=== GIVEN ENTRIES ===

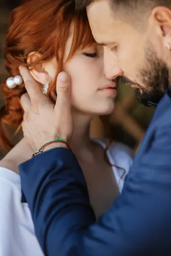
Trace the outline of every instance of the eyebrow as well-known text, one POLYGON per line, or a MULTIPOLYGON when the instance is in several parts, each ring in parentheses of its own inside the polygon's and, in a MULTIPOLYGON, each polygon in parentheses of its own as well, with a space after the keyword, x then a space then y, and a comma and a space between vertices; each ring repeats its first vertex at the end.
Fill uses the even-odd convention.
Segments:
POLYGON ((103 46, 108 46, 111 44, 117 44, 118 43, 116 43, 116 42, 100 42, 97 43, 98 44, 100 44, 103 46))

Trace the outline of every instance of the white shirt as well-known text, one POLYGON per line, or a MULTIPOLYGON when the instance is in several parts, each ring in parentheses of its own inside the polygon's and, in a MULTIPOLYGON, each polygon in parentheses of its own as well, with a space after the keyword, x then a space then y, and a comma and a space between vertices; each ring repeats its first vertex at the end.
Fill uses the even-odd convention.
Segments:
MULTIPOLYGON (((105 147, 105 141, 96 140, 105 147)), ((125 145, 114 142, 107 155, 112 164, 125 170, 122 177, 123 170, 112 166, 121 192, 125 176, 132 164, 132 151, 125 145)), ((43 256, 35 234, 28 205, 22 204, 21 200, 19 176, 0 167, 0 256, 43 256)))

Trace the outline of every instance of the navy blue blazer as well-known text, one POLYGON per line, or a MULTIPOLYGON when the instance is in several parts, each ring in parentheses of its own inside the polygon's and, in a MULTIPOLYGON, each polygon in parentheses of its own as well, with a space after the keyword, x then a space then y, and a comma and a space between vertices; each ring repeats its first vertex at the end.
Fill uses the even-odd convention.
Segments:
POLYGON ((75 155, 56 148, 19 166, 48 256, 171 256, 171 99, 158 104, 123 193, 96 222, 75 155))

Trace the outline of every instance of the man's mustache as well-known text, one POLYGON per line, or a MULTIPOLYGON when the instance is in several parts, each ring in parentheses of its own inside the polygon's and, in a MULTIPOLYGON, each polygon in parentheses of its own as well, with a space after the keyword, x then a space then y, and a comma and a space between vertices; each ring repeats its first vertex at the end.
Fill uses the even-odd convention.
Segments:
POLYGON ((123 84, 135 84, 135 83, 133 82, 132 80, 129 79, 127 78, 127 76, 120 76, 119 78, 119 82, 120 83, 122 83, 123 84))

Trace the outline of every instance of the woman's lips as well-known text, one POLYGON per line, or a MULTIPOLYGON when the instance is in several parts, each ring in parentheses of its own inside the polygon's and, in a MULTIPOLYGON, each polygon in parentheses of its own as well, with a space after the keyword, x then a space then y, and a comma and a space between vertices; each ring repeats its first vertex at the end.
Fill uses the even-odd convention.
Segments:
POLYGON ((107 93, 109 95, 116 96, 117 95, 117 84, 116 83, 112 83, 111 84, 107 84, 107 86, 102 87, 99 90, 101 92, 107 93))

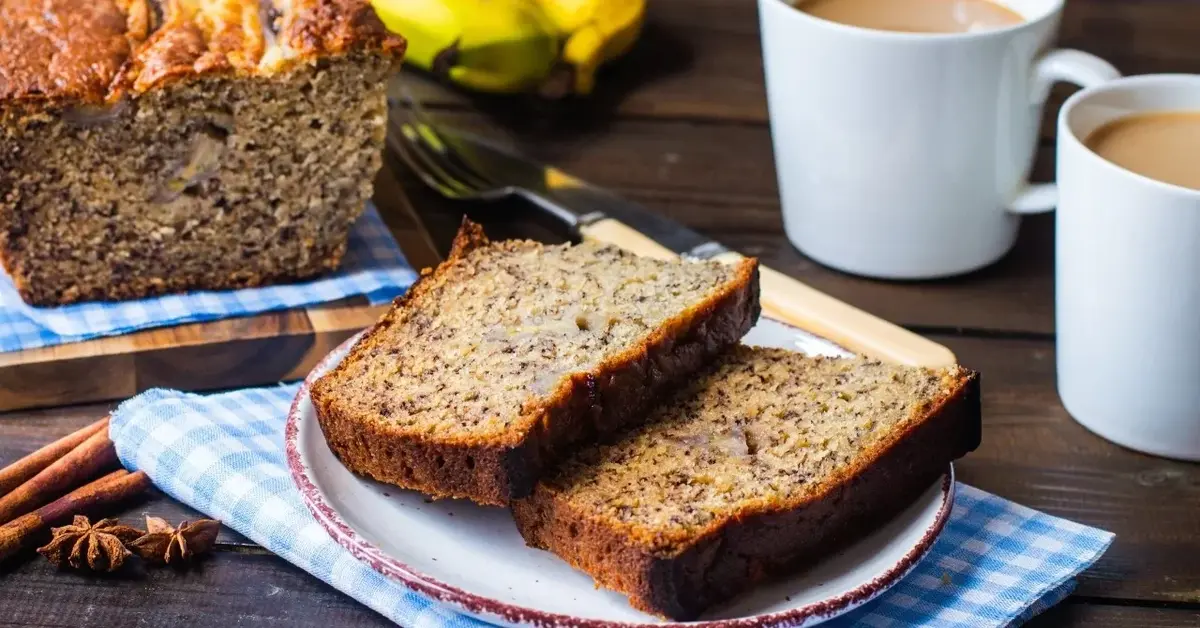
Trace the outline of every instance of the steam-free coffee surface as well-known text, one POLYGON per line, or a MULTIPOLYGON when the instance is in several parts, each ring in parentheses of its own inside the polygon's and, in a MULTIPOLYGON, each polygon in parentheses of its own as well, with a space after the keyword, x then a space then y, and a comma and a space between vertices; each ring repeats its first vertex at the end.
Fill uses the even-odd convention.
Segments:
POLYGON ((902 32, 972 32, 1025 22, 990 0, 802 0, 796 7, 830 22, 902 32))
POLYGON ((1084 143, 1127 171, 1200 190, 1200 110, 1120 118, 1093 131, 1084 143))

===

TASK REQUIREMENTS
Reproduce the lines of the items verbatim, starting at the line containing "Trace the outline of every instance of the navy" and ending at the line containing "POLYGON ((75 155, 56", both included.

EXPECTED ANSWER
Trace the outline of every instance of the navy blue blazer as well-known text, one POLYGON per line, or a MULTIPOLYGON when the instance is in several parts, each ring in parentheses of its own inside the polygon's and, in a MULTIPOLYGON, each polygon in parentheses of its own as well, with a space after the keyword, x then a space then y, and a comma and a space between vertices; each ring repeats its first vertex at the end.
Fill uses the even-odd convention.
Segments:
POLYGON ((75 155, 56 148, 19 166, 48 256, 171 256, 171 99, 158 104, 123 193, 96 222, 75 155))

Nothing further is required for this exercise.